- **What to do**
The entries below should be output exactly as written.

- **The data**

□ □ □ □ □ □ □

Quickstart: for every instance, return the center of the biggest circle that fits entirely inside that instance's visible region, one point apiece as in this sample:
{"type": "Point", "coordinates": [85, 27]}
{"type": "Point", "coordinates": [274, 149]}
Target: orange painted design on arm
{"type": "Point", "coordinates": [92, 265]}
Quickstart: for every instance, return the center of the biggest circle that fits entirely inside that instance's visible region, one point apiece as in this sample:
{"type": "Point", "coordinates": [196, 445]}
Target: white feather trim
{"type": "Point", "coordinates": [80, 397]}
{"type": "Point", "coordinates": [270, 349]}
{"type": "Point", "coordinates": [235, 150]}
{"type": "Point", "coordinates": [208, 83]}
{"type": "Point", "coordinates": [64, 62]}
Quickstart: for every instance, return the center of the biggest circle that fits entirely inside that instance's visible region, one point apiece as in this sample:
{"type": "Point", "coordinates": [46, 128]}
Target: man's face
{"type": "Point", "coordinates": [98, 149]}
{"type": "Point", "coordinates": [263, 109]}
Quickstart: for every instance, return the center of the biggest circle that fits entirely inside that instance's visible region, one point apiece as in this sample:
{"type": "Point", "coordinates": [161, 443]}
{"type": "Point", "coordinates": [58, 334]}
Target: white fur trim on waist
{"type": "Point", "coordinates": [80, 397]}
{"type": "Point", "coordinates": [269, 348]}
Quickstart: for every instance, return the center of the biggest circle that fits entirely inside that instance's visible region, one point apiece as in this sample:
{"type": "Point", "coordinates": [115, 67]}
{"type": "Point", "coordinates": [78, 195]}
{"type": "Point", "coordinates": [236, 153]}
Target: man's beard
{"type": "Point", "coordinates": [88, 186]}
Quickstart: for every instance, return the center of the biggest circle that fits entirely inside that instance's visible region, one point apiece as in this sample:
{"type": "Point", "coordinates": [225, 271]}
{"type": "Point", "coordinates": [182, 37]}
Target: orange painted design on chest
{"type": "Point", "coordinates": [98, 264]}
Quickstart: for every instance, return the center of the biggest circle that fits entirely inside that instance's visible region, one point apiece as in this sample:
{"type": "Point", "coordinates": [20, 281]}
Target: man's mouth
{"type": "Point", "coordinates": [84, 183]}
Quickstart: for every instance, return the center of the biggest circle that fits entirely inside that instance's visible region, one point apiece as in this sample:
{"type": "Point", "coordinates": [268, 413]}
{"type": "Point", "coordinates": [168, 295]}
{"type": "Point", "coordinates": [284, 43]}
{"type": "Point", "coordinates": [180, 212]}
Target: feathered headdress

□ □ □ □ □ □ □

- **Solution below**
Quickstart: for every instance, return the center of the biggest circle that fits entirely inside that instance's visible region, one point apiece as in this sample:
{"type": "Point", "coordinates": [85, 27]}
{"type": "Point", "coordinates": [274, 149]}
Target: orange painted design on arm
{"type": "Point", "coordinates": [92, 265]}
Quickstart: for every instance, return the center of the biggest circle that fits entirely inside that instance's visible region, one point apiece as in this sample:
{"type": "Point", "coordinates": [196, 445]}
Target: white feather trim
{"type": "Point", "coordinates": [80, 397]}
{"type": "Point", "coordinates": [270, 349]}
{"type": "Point", "coordinates": [235, 150]}
{"type": "Point", "coordinates": [208, 83]}
{"type": "Point", "coordinates": [64, 62]}
Quickstart: for every instance, return the center of the biggest circle that fits entirely inside that instance's visible region, one point apiece as in this sample:
{"type": "Point", "coordinates": [46, 128]}
Target: man's face
{"type": "Point", "coordinates": [98, 149]}
{"type": "Point", "coordinates": [263, 109]}
Quickstart: for every instance, return the center of the biggest circle that fits entirely inside that instance's visible region, one point apiece as in this sample:
{"type": "Point", "coordinates": [161, 443]}
{"type": "Point", "coordinates": [58, 334]}
Target: white fur trim on waist
{"type": "Point", "coordinates": [80, 397]}
{"type": "Point", "coordinates": [269, 348]}
Quickstart: for every instance, return the center of the biggest circle that fits entirely inside that instance's visible region, one point apiece as in this sample:
{"type": "Point", "coordinates": [115, 67]}
{"type": "Point", "coordinates": [78, 195]}
{"type": "Point", "coordinates": [236, 153]}
Target: man's beard
{"type": "Point", "coordinates": [88, 186]}
Quickstart: for every instance, return the center of the biggest circle that fits entirely inside that instance's visible region, one point apiece as in this sample:
{"type": "Point", "coordinates": [225, 271]}
{"type": "Point", "coordinates": [182, 37]}
Target: orange painted design on chest
{"type": "Point", "coordinates": [98, 264]}
Quickstart: for every instance, return the center of the biggest circle that fits entirely inside that instance's visible region, one point apiece as in this sample:
{"type": "Point", "coordinates": [20, 281]}
Target: man's mouth
{"type": "Point", "coordinates": [84, 183]}
Quickstart: for every instance, return the center of the biggest circle that fits entirely inside that instance's visible region, one point apiece as in this sample:
{"type": "Point", "coordinates": [268, 413]}
{"type": "Point", "coordinates": [168, 295]}
{"type": "Point", "coordinates": [284, 43]}
{"type": "Point", "coordinates": [180, 212]}
Target: feathered headdress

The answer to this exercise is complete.